Wednesday, September 4, 2013

What is the Deal with Water on Mars?!


Every once in awhile, news about water on Mars pops up on science blogs and news outlets. In fact, the topic has been in the spotlight so much in recent years that many people just shrug when they read about it. What is the big deal; didn’t we find water on a half a dozen celestial bodies already? It is supposed to be a pretty common substance. We found traces of water on the Moon, on asteroids and comets, heck the entirety of Europa’s surface, Saturn’s largest moon, is comprised of mostly water—under a thick layer of ice. So why is Martian water so important? Well, the answer is quite interesting.

Everyone knows that water is an integral part of human life; in its liquid form, we need it for our everyday survival. We can also split water into oxygen and hydrogen and use the resulting elements as rocket fuel, to generate electricity or to produce breathable air. The role water plays in long-term manned space missions is fundamental, making this seemingly simple substance a crucial part of any future Mars initiative. But it is also a heavy substance! Carrying all the water astronauts will need on a years-long mission to Mars is expensive, even if we assume that most of it can be recycled. But what if much of the water needed would be readily available at the destination, therefore alleviating the need to ship it from millions of miles away? Such a case would significantly decrease the launch costs of manned Mars missions. Luckily, this precisely what seems to be the case as NASA has repeatedly demonstrated the existence of subsurface water ice. We also know that both polar caps consist of mostly said material, as well as the thin Martian clouds. To put it simply: Mars’ demonstrable water reserves bring us to the dream of a—at least partially—self-sustainable Martian outpost that much closer. But water has not only practical but tremendous scientific implications as well!

Life, as we currently understand it, requires liquid water. Although there is no liquid water on Mars today, we believe that, billions of years ago, water covered much of the surface. The Curiosity rover has even found evidence of ancient river beds where layers of sedimentary rocks and rounded pebbles point toward the presence of free flowing water. This is important for two reasons. On the one hand, it may give us clues about past life on Mars, if it ever existed, and I do not think I need to stress how important that would be. Signs of life on another planet would change forever how we think about life in the universe and our very place in it. But it could also help unravel one of the biggest mysteries of our own planet: of how life started here! The current consensus is that life began about 3.5 billion years ago, in conditions that are believed to be very similar to those of early Mars. The problem is that Earth has since undergone a tremendous amount of change—from erosion, heat, weather, etc—and evidence of that period is scarce at best. Mars, on the other hand, has changed very little over the eons. It is, essentially, an inactive planet where evidence of the distant past is still readily accessible. Mars is ripe for scientific investigation about the origins of life. So, ironically, it is entirely possible that clues about how life began on Earth may not be found in our backyard but on another planet, millions of miles away.

## Source material

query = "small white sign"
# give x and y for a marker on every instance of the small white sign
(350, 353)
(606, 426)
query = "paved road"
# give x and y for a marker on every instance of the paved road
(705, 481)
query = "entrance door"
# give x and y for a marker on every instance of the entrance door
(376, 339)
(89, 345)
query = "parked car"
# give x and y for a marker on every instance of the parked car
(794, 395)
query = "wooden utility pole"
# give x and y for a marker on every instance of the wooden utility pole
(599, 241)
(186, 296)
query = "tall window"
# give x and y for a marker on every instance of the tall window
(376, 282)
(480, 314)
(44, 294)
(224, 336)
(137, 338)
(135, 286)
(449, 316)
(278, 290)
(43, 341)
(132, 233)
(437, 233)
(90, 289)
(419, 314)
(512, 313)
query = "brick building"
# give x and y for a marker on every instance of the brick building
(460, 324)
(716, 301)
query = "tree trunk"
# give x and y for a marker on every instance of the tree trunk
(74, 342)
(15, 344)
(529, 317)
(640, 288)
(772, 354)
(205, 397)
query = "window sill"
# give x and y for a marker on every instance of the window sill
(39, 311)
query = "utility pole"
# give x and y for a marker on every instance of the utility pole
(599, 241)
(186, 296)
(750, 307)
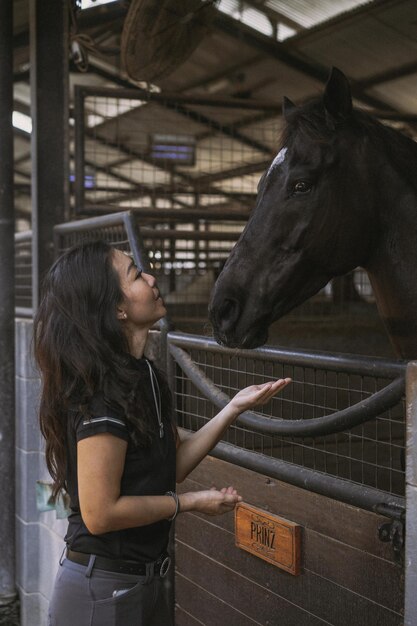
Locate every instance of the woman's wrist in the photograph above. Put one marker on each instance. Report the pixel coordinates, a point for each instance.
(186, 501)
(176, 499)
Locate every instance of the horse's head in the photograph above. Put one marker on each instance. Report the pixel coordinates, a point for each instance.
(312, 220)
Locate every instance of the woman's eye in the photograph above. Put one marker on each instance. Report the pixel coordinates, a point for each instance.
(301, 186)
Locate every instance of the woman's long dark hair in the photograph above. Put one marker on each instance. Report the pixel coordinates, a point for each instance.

==

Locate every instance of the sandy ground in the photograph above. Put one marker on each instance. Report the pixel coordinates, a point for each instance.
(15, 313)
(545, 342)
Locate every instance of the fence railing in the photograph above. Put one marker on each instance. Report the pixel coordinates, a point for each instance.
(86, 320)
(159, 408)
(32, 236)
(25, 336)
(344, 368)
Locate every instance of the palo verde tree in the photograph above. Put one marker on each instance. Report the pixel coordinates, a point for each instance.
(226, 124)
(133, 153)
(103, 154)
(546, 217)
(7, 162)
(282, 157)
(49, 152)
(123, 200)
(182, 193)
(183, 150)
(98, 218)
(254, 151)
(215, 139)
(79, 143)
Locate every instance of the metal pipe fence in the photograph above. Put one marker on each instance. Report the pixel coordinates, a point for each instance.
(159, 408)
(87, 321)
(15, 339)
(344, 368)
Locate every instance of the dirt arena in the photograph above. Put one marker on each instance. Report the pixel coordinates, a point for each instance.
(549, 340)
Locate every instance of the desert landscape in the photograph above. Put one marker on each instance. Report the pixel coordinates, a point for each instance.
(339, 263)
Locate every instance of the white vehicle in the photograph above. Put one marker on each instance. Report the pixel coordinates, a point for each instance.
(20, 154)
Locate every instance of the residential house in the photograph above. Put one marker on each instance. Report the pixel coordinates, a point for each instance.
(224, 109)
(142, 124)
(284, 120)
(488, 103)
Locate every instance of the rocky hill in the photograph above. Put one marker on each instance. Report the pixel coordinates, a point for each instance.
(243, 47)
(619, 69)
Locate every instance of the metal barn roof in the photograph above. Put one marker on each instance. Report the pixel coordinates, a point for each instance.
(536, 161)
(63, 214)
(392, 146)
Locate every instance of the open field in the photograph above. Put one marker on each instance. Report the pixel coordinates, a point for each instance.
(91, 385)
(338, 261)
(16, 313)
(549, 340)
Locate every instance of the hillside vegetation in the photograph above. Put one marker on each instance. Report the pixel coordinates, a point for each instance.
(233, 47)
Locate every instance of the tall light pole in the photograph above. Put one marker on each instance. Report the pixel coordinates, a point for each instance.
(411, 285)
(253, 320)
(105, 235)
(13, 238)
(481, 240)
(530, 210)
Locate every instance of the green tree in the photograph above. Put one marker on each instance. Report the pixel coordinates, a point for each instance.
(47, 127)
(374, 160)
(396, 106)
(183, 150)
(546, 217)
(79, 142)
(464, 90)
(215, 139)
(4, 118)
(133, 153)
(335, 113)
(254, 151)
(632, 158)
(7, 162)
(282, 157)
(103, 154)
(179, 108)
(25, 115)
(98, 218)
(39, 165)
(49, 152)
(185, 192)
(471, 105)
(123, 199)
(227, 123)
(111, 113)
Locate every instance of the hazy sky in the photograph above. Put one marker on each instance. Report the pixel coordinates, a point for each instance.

## Problem A
Answer from the Mars water post:
(i) Into which two elements does the post say water can be split?
(ii) What did the Curiosity rover find that points toward the presence of free flowing water?
(iii) According to the current consensus the post cites, about how long ago did life begin?
## Problem B
From the Mars water post, quote the passage starting at "Every once in" and ending at "is quite interesting.".

## Worked solution A
(i) Oxygen and hydrogen.
(ii) Layers of sedimentary rocks and rounded pebbles in ancient river beds.
(iii) About 3.5 billion years ago.

## Worked solution B
Every once in awhile, news about water on Mars pops up on science blogs and news outlets. In fact, the topic has been in the spotlight so much in recent years that many people just shrug when they read about it. What is the big deal; didn’t we find water on a half a dozen celestial bodies already? It is supposed to be a pretty common substance. We found traces of water on the Moon, on asteroids and comets, heck the entirety of Europa’s surface, Saturn’s largest moon, is comprised of mostly water—under a thick layer of ice. So why is Martian water so important? Well, the answer is quite interesting.